[Image outline annotation entries]
## Begin
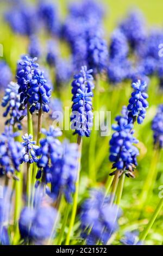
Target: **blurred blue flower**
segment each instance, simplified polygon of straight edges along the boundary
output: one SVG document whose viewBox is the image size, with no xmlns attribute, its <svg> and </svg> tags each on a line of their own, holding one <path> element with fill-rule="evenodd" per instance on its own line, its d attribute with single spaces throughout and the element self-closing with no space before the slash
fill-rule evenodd
<svg viewBox="0 0 163 256">
<path fill-rule="evenodd" d="M 46 60 L 48 64 L 52 66 L 54 66 L 58 58 L 59 46 L 54 40 L 48 40 L 47 44 L 47 53 Z"/>
<path fill-rule="evenodd" d="M 126 232 L 124 237 L 121 240 L 121 242 L 125 245 L 143 245 L 142 242 L 139 241 L 137 236 L 137 232 Z"/>
<path fill-rule="evenodd" d="M 115 29 L 111 36 L 109 46 L 110 61 L 116 59 L 122 61 L 129 53 L 129 46 L 126 37 L 120 29 Z"/>
<path fill-rule="evenodd" d="M 62 156 L 59 159 L 52 171 L 51 193 L 57 198 L 59 192 L 65 194 L 66 200 L 72 202 L 75 192 L 77 177 L 78 145 L 65 141 L 62 144 Z"/>
<path fill-rule="evenodd" d="M 23 147 L 22 150 L 22 157 L 20 159 L 21 163 L 23 162 L 32 163 L 34 162 L 37 162 L 38 159 L 36 156 L 36 150 L 37 150 L 39 147 L 36 145 L 36 142 L 32 141 L 33 136 L 30 134 L 26 133 L 22 136 L 22 139 L 24 142 L 22 143 Z"/>
<path fill-rule="evenodd" d="M 89 245 L 95 245 L 97 242 L 106 245 L 118 228 L 120 217 L 118 207 L 110 204 L 109 197 L 105 197 L 102 191 L 92 190 L 90 197 L 82 205 L 82 237 Z"/>
<path fill-rule="evenodd" d="M 163 148 L 163 105 L 159 105 L 158 108 L 157 113 L 152 121 L 152 129 L 154 145 Z"/>
<path fill-rule="evenodd" d="M 28 53 L 32 58 L 39 58 L 41 54 L 41 47 L 40 41 L 35 36 L 31 36 L 28 46 Z"/>
<path fill-rule="evenodd" d="M 0 90 L 8 86 L 12 79 L 10 68 L 4 60 L 0 61 Z"/>
<path fill-rule="evenodd" d="M 41 156 L 37 162 L 39 168 L 36 175 L 36 179 L 40 179 L 43 173 L 45 183 L 52 181 L 52 173 L 54 167 L 62 154 L 61 143 L 57 138 L 60 136 L 62 132 L 60 129 L 54 129 L 53 126 L 49 127 L 49 131 L 42 129 L 42 133 L 46 136 L 40 141 L 40 148 L 36 150 L 36 155 Z"/>
<path fill-rule="evenodd" d="M 70 117 L 71 129 L 75 130 L 74 134 L 89 137 L 90 128 L 93 125 L 93 114 L 92 112 L 93 94 L 87 92 L 87 88 L 78 89 L 73 97 L 72 113 Z"/>
<path fill-rule="evenodd" d="M 115 119 L 117 124 L 112 126 L 115 132 L 110 141 L 109 160 L 114 163 L 112 169 L 124 172 L 127 176 L 133 177 L 134 168 L 137 165 L 136 157 L 139 154 L 138 149 L 133 144 L 137 143 L 138 141 L 133 137 L 133 124 L 129 123 L 126 107 L 123 107 L 122 114 Z M 114 171 L 110 174 L 115 173 Z"/>
<path fill-rule="evenodd" d="M 51 95 L 51 86 L 45 79 L 43 71 L 37 68 L 36 59 L 23 56 L 17 72 L 20 101 L 24 106 L 29 104 L 32 114 L 41 108 L 43 112 L 48 112 L 48 103 Z"/>
<path fill-rule="evenodd" d="M 119 25 L 132 48 L 135 48 L 146 37 L 145 21 L 140 11 L 133 10 Z"/>
<path fill-rule="evenodd" d="M 145 93 L 147 87 L 146 82 L 141 80 L 137 80 L 132 83 L 134 91 L 131 93 L 127 107 L 129 120 L 134 123 L 137 117 L 137 121 L 139 124 L 143 123 L 146 117 L 146 108 L 148 107 L 148 102 L 146 100 L 148 95 Z"/>
<path fill-rule="evenodd" d="M 17 128 L 21 130 L 21 119 L 26 115 L 26 111 L 20 110 L 20 99 L 18 93 L 19 86 L 14 82 L 11 82 L 5 90 L 5 94 L 2 99 L 2 106 L 7 107 L 5 111 L 3 113 L 3 117 L 9 118 L 5 123 L 5 125 L 17 125 Z"/>
<path fill-rule="evenodd" d="M 31 35 L 39 27 L 36 8 L 23 1 L 8 10 L 5 18 L 14 32 L 21 35 Z"/>
<path fill-rule="evenodd" d="M 5 126 L 4 132 L 0 136 L 0 174 L 7 174 L 10 178 L 16 178 L 16 170 L 19 171 L 20 159 L 22 157 L 22 145 L 14 141 L 17 133 L 12 133 L 11 126 Z"/>
<path fill-rule="evenodd" d="M 33 244 L 42 244 L 54 234 L 53 227 L 57 218 L 57 211 L 42 200 L 34 208 L 25 207 L 19 220 L 19 229 L 22 239 Z"/>
<path fill-rule="evenodd" d="M 96 33 L 95 35 L 90 35 L 87 44 L 89 66 L 93 69 L 95 74 L 105 70 L 109 58 L 106 41 L 100 33 Z"/>
</svg>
## End
* _WRITTEN INSTRUCTION_: How many of the lines above contain the string "viewBox"? Give only the number.

* _FULL SOLUTION_: 2